* **What the task asks**: Look at the entries below and reproduce them exactly.

* **Records for the task**:
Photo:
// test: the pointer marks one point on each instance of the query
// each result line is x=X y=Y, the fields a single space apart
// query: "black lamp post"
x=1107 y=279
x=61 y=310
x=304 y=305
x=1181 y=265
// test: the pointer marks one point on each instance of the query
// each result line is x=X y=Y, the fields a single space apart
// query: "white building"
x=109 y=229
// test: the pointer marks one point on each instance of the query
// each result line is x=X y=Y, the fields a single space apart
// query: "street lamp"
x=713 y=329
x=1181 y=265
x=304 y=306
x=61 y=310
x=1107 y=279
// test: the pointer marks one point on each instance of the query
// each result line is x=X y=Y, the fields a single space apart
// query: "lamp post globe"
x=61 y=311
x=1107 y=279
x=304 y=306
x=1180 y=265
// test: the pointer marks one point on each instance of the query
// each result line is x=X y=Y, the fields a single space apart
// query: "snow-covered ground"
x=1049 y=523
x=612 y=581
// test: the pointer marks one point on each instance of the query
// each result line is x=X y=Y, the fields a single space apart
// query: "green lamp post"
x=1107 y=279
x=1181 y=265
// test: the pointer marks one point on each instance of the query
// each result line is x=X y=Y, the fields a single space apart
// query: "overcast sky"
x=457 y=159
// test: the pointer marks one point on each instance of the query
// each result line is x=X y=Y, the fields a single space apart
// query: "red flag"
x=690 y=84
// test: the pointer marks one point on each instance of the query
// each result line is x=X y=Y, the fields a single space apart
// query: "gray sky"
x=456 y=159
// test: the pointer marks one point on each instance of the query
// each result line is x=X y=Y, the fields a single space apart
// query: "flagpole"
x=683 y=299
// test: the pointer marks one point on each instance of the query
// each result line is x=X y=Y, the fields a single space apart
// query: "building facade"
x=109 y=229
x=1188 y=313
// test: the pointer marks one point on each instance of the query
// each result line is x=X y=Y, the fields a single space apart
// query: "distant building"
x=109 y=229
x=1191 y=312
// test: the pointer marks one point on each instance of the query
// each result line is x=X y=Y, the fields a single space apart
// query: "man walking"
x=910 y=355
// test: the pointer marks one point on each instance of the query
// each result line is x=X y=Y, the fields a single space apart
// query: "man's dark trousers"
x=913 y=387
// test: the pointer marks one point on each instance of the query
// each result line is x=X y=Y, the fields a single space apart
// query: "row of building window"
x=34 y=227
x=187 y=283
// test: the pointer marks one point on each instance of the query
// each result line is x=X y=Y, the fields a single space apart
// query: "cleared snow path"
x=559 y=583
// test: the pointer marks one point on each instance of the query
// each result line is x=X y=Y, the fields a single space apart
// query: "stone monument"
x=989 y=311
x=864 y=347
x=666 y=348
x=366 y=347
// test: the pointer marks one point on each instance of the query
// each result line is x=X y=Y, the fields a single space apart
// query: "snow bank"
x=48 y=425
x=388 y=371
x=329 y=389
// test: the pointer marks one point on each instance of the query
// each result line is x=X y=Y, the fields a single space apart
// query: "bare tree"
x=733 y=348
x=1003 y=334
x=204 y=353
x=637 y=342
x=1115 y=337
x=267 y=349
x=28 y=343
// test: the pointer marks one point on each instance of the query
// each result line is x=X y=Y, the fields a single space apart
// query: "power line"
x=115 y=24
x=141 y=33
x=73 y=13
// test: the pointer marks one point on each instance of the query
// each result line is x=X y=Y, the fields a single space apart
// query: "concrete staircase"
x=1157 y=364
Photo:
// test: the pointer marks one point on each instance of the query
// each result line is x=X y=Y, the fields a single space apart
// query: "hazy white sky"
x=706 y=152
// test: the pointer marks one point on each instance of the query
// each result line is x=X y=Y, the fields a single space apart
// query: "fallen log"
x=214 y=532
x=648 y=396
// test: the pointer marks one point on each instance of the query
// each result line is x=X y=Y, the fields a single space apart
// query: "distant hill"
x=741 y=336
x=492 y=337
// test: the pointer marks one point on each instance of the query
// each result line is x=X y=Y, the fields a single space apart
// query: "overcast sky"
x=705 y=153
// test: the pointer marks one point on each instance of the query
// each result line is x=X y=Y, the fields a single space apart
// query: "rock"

* **Task output**:
Photo:
// test: the pointer marks one point on each instance of the query
// each result line is x=X y=Y, the fields a single space apart
// query: "black lamp post"
x=1107 y=279
x=61 y=310
x=304 y=305
x=1181 y=265
// test: the pointer marks one point on each instance of the query
// each result line is x=X y=Y, the fields a single space apart
// query: "white building"
x=109 y=229
// test: the pointer marks one point on each instance of the query
// each result line is x=X y=Y, the fields a single space apart
// query: "street lamp"
x=713 y=329
x=1181 y=265
x=304 y=306
x=61 y=310
x=1107 y=279
// test: the pointer marks one point on each instance of the query
// each result line is x=X y=Y, the fields a single space apart
// query: "lamp post globe"
x=61 y=311
x=1107 y=279
x=304 y=306
x=1180 y=265
// test: the pointer marks one point on each instance of the query
// each result line is x=X y=Y, the fields a single space apart
// query: "snow-covered ground"
x=1049 y=523
x=612 y=581
// test: the pointer marks one point on each instance of the query
// each result line is x=X y=Y, the fields a single space apart
// query: "green lamp post"
x=1107 y=279
x=1181 y=265
// test: the pointer marks one point on each instance of the query
// each result line is x=X y=Y, the fields a single space apart
// query: "overcast sky"
x=457 y=159
// test: the pointer marks one point on each instance of the query
// each result line is x=X y=Y, the fields a single space apart
// query: "red flag"
x=690 y=84
// test: the pointer marks one point on each instance of the query
// each result line is x=X y=Y, the fields a single space apart
// query: "gray sky"
x=456 y=159
// test: the pointer marks one point on each instance of the query
// each result line is x=X y=Y, the fields a single space apart
// query: "flagpole"
x=683 y=299
// test: the pointer marks one point on each instance of the query
// each result line is x=X y=Y, the fields a single space apart
// query: "building facade"
x=109 y=229
x=1188 y=313
// test: the pointer marks one point on each instance of the query
// each result line is x=X y=Y, the fields a single space apart
// query: "distant building"
x=109 y=229
x=1191 y=312
// test: the pointer marks one point on each instance of the query
// each result line is x=X y=Y, the fields a single space apart
// query: "man walking"
x=910 y=355
// test: the pointer marks one point on each instance of the query
// each result line is x=X y=Y, the fields a single space apart
// query: "man's dark trousers"
x=913 y=387
// test: the pointer marks one point on each instance of the query
// each result line is x=X y=Y, the fields a single space apart
// query: "row of building window"
x=34 y=227
x=187 y=283
// test: the pointer marks one point on each instance of the query
// each result line is x=X y=Y, the fields a single space apart
// query: "cleared snow path"
x=559 y=583
// test: the pointer marks one point on each instance of the query
// each result line is x=X y=Y, the fields a single space apart
// query: "stone monument"
x=989 y=311
x=864 y=347
x=666 y=348
x=366 y=347
// test: the pointer marks one point on each instance of the query
// each result line is x=X y=Y, the fields a single space apart
// query: "snow bank"
x=48 y=425
x=388 y=371
x=329 y=389
// test: the pointer marks one point on each instance of the query
// each result line is x=X y=Y, the fields a single space apart
// query: "bare tree"
x=733 y=348
x=1003 y=334
x=204 y=353
x=637 y=342
x=1115 y=337
x=267 y=349
x=28 y=343
// test: the pointer marks one point on each instance of the query
// each result line is x=X y=Y, the fields a single space apart
// query: "power line"
x=115 y=24
x=141 y=33
x=73 y=13
// test: the pointer marks one point on each instance of the query
// each result line is x=X y=Y, the fields a single space apart
// query: "concrete staircase"
x=1157 y=364
Photo:
// test: the pointer marks one point on each instance of the query
// each result line is x=X y=Y, the fields a single space apart
// query: "hazy white sky"
x=706 y=152
// test: the pointer marks one point on each instance of the query
// each result line is x=X y=Y, the fields a single space apart
// query: "fallen log"
x=214 y=532
x=648 y=396
// test: the pointer marks one point on each instance of the query
// each result line is x=X y=Y, the fields a single space apart
// query: "distant hill"
x=741 y=336
x=492 y=337
// test: the pointer marks one point on each instance of the query
// each result line is x=X y=Y, the fields a single space apart
// query: "overcast sky"
x=705 y=153
// test: the pointer marks one point on each instance of the query
// each result line is x=X y=Y, the fields a single space apart
// query: "rock"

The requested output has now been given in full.